**Work required**: Edit every one of the entries below so that "segment" becomes "class" each time it occurs, changing nothing else. Leave the pictures out of your answer.

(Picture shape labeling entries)
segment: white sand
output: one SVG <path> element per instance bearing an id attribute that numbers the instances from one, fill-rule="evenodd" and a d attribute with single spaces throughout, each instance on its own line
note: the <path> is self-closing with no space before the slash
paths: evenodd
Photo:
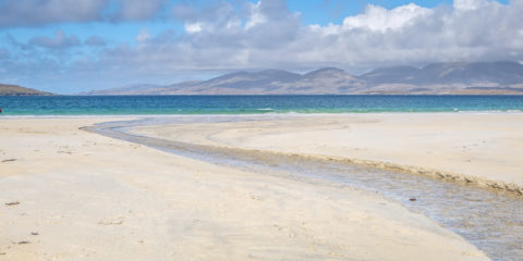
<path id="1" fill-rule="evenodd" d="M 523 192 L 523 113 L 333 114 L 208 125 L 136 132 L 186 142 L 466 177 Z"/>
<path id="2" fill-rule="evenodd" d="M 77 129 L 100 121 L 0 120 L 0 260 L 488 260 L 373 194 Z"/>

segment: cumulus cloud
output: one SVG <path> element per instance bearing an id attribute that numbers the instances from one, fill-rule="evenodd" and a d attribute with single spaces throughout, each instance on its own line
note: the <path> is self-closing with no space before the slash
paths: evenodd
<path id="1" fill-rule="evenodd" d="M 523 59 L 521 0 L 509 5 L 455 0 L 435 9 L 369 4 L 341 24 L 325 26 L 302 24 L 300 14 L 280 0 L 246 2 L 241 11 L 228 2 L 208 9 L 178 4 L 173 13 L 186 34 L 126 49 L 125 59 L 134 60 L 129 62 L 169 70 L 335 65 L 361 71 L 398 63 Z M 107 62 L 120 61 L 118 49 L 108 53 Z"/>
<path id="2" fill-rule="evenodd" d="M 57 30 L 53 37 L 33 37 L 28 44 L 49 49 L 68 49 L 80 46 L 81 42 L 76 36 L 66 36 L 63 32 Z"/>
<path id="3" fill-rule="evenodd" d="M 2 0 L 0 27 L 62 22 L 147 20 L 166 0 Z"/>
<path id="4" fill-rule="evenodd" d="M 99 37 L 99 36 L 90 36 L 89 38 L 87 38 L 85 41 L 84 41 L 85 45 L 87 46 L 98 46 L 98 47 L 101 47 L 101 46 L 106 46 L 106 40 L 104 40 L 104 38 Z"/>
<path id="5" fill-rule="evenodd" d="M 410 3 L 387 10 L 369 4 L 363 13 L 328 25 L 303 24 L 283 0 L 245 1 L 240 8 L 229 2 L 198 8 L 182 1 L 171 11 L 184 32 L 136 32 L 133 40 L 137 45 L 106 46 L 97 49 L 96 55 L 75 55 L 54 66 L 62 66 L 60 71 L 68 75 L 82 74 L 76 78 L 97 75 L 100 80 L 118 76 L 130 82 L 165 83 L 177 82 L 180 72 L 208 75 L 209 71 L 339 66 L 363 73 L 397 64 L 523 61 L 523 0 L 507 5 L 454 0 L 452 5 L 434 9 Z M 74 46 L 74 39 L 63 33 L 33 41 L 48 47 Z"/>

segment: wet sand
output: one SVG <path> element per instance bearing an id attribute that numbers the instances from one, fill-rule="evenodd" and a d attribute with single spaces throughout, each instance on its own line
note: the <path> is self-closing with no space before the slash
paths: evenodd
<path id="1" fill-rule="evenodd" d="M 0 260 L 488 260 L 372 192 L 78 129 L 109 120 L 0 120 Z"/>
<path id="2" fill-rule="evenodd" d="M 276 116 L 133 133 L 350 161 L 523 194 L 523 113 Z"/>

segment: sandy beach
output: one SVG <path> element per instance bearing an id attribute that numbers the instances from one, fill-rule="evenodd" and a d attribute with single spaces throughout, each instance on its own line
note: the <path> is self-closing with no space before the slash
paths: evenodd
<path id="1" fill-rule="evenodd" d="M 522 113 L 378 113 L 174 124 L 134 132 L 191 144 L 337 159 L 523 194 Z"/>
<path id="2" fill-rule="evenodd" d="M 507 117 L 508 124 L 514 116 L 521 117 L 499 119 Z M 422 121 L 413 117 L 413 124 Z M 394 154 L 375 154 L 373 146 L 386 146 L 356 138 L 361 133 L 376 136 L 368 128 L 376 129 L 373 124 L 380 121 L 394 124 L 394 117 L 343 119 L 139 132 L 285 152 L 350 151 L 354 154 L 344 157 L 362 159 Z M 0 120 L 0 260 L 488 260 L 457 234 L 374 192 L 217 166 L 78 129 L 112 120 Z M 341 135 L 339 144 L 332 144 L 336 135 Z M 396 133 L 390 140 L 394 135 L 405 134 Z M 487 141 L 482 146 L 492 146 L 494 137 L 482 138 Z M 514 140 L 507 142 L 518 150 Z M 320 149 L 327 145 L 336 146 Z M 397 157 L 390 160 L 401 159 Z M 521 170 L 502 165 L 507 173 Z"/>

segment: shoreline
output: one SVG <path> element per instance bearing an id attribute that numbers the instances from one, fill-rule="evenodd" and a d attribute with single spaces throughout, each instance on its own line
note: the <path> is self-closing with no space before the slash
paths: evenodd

**Response below**:
class: white sand
output: one SVG <path> element per instance bearing an id attribute that numbers the instances from one, fill-rule="evenodd" and a d attribute with single spaces throughout, each instance on its own line
note: the <path> is self-closing with no space before the slash
paths: evenodd
Photo:
<path id="1" fill-rule="evenodd" d="M 523 192 L 523 113 L 333 114 L 208 125 L 136 132 L 186 142 L 466 177 Z"/>
<path id="2" fill-rule="evenodd" d="M 77 129 L 100 121 L 0 120 L 0 260 L 488 260 L 373 194 Z"/>

class: cumulus cloud
output: one SVG <path> element per instance bearing an id attribute that numbers the instances from one, fill-rule="evenodd" and a d attribute with single spaces throughout, each instance on its own line
note: the <path> is self-closing with no space before the slash
paths: evenodd
<path id="1" fill-rule="evenodd" d="M 523 59 L 521 0 L 509 5 L 455 0 L 435 9 L 369 4 L 341 24 L 325 26 L 302 24 L 300 14 L 280 0 L 246 2 L 241 11 L 228 2 L 208 9 L 178 4 L 173 13 L 186 34 L 126 49 L 125 59 L 134 60 L 129 62 L 169 70 L 335 65 L 361 71 L 398 63 Z M 107 62 L 120 61 L 118 49 L 108 53 Z"/>
<path id="2" fill-rule="evenodd" d="M 57 30 L 53 37 L 33 37 L 28 44 L 49 49 L 68 49 L 80 46 L 81 42 L 76 36 L 66 36 L 63 32 Z"/>
<path id="3" fill-rule="evenodd" d="M 2 0 L 0 27 L 62 22 L 147 20 L 166 0 Z"/>
<path id="4" fill-rule="evenodd" d="M 99 37 L 99 36 L 90 36 L 89 38 L 87 38 L 85 41 L 84 41 L 85 45 L 87 46 L 98 46 L 98 47 L 101 47 L 101 46 L 106 46 L 106 40 L 104 40 L 104 38 Z"/>
<path id="5" fill-rule="evenodd" d="M 410 3 L 387 10 L 369 4 L 363 13 L 328 25 L 303 24 L 283 0 L 245 1 L 240 8 L 229 2 L 198 8 L 182 1 L 171 11 L 184 32 L 136 32 L 133 40 L 137 45 L 106 46 L 97 49 L 96 55 L 75 55 L 54 66 L 62 66 L 60 71 L 68 75 L 82 74 L 76 78 L 97 75 L 100 80 L 118 76 L 130 82 L 165 83 L 177 82 L 180 72 L 208 75 L 209 71 L 339 66 L 363 73 L 397 64 L 523 61 L 523 0 L 507 5 L 454 0 L 452 5 L 434 9 Z M 74 46 L 74 39 L 63 33 L 33 41 L 48 47 Z"/>

class: wet sand
output: one SVG <path> element per instance bearing an id attribute that numbers the instances from one, fill-rule="evenodd" and a d attribute with single spaces throughout, each instance on its own line
note: the <path> is self-closing with no space before the slash
paths: evenodd
<path id="1" fill-rule="evenodd" d="M 0 260 L 488 260 L 372 192 L 78 129 L 109 120 L 0 120 Z"/>
<path id="2" fill-rule="evenodd" d="M 276 116 L 133 133 L 350 161 L 523 194 L 523 113 Z"/>

class: sandy beach
output: one SVG <path> element per instance bearing an id attribute that numbers the instances from one, fill-rule="evenodd" and a d attribute with single spaces throughout, each instance on its own line
note: the <path> is self-closing with no space before the slash
paths: evenodd
<path id="1" fill-rule="evenodd" d="M 522 113 L 378 113 L 174 124 L 134 132 L 191 144 L 337 159 L 523 194 Z"/>
<path id="2" fill-rule="evenodd" d="M 507 117 L 508 124 L 514 116 L 521 117 L 499 119 Z M 422 121 L 413 117 L 413 124 Z M 394 154 L 375 154 L 373 146 L 386 146 L 356 138 L 361 133 L 376 136 L 368 128 L 376 129 L 373 124 L 380 121 L 394 124 L 394 117 L 343 119 L 139 132 L 285 152 L 350 151 L 354 154 L 344 157 L 362 159 Z M 0 120 L 0 260 L 488 260 L 457 234 L 374 192 L 217 166 L 78 129 L 112 120 Z M 341 135 L 339 144 L 332 144 L 336 135 Z M 396 133 L 390 140 L 394 135 L 405 134 Z M 487 141 L 482 146 L 492 146 L 494 137 L 482 138 Z M 514 140 L 507 142 L 518 150 Z M 320 149 L 327 145 L 336 146 Z M 397 157 L 390 160 L 401 159 Z M 521 170 L 502 165 L 507 173 Z"/>

class: shoreline
output: one SVG <path> element per instance bearing an id attribute that numbers the instances from one, fill-rule="evenodd" and a d attribute with single spaces throughout, each instance on its own line
note: the <path> is self-closing with no space before the slash
paths: evenodd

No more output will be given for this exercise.